Extract:
▼
Landmark year in the global effort to tackle Ebola – analysis from Peter Piot
15 November 2019London School of Hygiene & Tropical Medicine London School of Hygiene & Tropical Medicine https://lshtm.ac.uk/themes/custom/lshtm/images/lshtm-logo-black.png
An Ebola vaccine has been pre-qualified for the first time by the World Health Organization, a critical step on the path to its licensing, access and roll-out in countries most at risk of Ebola outbreaks.
This comes after the European Commission decided to grant a conditional marketing authorization for rVSV-ZEBOV (Ervebo), manufactured by Merck, following the recommendation from the European Medicines Agency.
Concurrently, a large-scale clinical trial of another Ebola vaccine (a two-dose vaccine regimen called Ad26.ZEBOV, MVA-BN-Filo) manufactured by the Janssen Pharmaceutical Companies of Johnson & Johnson (J&J), has begun in the Democratic Republic of the Congo (DRC).
The London School of Hygiene & Tropical Medicine has played a significant role in both of these developments.
▲
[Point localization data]
▼
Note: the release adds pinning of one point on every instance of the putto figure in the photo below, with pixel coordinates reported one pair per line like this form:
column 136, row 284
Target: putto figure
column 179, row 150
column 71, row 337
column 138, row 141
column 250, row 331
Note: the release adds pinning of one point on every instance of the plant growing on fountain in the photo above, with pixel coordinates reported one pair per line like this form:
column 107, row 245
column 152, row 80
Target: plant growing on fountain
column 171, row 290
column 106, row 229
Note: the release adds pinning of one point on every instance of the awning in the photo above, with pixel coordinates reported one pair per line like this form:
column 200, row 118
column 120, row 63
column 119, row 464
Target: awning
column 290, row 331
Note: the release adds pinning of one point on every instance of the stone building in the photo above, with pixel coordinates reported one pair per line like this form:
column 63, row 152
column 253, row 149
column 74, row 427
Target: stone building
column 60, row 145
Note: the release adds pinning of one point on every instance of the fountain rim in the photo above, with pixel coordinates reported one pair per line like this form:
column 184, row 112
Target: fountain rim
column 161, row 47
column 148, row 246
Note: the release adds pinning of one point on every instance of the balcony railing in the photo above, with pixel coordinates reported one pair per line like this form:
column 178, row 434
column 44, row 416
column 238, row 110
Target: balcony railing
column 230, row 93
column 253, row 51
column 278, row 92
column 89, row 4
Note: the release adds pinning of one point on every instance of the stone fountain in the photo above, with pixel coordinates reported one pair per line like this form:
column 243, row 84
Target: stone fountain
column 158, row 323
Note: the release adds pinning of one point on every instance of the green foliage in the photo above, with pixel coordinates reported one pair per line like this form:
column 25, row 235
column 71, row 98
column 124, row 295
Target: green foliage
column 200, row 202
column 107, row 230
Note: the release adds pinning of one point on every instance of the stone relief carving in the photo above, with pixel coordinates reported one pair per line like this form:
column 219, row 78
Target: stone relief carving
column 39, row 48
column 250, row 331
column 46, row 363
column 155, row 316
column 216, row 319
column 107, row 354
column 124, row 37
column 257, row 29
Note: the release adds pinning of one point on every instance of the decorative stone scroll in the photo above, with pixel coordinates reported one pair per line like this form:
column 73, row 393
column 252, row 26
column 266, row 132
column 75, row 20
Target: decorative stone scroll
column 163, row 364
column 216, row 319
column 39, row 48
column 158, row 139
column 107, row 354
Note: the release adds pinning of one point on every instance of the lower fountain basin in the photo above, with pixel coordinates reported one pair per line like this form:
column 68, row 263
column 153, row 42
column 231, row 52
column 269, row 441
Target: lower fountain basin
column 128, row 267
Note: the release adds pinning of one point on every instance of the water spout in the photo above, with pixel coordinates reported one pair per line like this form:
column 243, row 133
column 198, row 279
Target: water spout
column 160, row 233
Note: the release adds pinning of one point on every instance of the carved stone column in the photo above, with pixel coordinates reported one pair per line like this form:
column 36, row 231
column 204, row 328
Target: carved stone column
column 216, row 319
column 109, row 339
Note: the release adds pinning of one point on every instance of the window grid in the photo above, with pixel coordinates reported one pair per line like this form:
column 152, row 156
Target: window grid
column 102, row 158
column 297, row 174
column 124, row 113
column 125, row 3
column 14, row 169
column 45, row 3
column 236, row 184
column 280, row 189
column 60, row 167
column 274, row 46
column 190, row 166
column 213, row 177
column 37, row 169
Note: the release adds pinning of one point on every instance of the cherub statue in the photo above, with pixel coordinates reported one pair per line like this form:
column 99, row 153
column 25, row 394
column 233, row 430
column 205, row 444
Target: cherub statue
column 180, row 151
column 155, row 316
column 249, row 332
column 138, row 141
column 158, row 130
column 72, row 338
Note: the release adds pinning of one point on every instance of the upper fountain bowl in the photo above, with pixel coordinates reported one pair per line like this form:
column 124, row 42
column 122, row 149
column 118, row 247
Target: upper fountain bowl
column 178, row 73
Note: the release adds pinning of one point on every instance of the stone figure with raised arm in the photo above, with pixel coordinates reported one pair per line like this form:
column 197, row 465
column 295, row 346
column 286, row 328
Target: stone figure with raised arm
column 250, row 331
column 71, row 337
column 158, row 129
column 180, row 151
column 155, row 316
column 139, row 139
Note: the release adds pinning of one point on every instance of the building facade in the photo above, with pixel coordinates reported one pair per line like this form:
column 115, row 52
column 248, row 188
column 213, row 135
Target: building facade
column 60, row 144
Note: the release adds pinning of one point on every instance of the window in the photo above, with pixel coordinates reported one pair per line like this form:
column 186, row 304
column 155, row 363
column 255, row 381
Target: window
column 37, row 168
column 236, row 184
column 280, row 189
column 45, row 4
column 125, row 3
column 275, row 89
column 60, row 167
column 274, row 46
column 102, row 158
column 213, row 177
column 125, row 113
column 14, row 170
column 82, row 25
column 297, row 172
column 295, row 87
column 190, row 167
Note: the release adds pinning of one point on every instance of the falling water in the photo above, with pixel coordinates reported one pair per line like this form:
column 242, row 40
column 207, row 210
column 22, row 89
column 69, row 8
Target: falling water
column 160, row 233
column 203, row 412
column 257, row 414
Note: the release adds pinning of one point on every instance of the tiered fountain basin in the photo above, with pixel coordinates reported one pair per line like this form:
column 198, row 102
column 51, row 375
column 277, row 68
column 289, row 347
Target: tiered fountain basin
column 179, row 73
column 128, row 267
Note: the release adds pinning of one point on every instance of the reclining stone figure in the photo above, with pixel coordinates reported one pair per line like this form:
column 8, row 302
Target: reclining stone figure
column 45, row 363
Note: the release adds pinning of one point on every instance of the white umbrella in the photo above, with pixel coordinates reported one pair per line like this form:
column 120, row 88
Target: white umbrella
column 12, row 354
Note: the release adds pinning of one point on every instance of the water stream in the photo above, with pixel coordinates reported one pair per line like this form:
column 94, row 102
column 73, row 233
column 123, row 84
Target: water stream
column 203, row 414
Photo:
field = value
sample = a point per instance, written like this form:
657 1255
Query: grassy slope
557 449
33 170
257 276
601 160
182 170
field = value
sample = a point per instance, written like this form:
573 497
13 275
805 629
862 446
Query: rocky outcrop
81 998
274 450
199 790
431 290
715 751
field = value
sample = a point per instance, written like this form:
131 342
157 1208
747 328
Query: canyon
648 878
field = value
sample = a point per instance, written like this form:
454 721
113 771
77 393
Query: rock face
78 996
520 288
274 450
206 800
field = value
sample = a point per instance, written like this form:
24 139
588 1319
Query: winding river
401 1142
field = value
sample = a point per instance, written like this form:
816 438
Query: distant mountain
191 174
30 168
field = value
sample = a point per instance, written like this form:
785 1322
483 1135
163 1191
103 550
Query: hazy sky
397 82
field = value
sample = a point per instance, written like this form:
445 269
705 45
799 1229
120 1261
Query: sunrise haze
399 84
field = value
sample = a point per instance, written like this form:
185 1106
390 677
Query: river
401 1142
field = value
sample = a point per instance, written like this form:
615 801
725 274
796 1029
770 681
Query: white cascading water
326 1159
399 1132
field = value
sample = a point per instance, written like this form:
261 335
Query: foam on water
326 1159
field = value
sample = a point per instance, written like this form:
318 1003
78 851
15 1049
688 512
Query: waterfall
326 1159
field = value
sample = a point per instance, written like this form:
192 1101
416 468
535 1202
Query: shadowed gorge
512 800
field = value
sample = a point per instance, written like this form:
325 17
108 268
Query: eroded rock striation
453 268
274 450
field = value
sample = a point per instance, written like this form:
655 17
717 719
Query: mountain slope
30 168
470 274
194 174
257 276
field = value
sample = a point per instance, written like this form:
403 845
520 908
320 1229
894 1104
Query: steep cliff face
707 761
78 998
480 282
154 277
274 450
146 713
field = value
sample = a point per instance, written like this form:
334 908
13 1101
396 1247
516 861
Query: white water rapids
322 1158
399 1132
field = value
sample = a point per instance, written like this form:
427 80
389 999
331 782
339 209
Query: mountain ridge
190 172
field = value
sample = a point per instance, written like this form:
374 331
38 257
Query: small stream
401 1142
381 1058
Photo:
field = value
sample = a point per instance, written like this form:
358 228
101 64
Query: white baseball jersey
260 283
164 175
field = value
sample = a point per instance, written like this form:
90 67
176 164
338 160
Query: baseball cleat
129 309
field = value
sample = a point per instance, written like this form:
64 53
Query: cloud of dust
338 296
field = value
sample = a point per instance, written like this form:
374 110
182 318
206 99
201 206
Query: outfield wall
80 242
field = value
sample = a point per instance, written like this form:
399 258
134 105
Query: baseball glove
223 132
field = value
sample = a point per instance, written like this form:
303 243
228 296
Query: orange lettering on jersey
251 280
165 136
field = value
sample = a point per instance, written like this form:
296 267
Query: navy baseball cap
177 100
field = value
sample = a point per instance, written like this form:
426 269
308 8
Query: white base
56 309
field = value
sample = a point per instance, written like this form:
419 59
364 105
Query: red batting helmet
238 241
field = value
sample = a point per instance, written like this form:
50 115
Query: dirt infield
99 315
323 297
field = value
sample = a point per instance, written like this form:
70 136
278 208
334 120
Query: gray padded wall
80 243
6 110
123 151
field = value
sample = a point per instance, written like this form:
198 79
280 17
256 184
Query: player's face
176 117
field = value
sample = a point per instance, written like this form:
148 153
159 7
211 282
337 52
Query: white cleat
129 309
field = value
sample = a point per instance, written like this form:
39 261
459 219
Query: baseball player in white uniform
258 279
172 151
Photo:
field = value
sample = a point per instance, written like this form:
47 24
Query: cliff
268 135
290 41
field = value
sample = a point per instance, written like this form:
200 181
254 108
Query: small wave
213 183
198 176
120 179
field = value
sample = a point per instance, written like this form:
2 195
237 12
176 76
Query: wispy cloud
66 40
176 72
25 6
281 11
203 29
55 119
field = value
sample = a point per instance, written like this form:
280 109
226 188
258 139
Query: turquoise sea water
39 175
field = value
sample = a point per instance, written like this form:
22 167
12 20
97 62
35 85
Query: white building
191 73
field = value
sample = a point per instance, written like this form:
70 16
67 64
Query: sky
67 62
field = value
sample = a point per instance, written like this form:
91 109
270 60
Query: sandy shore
▲
Required work:
Can you repeat the part of the Ebola vaccine text above that begins at the words "This comes after" and stops after "of these developments.", replacing "Concurrently" with "Meanwhile"?

Solution to the problem:
This comes after the European Commission decided to grant a conditional marketing authorization for rVSV-ZEBOV (Ervebo), manufactured by Merck, following the recommendation from the European Medicines Agency.
Meanwhile, a large-scale clinical trial of another Ebola vaccine (a two-dose vaccine regimen called Ad26.ZEBOV, MVA-BN-Filo) manufactured by the Janssen Pharmaceutical Companies of Johnson & Johnson (J&J), has begun in the Democratic Republic of the Congo (DRC).
The London School of Hygiene & Tropical Medicine has played a significant role in both of these developments.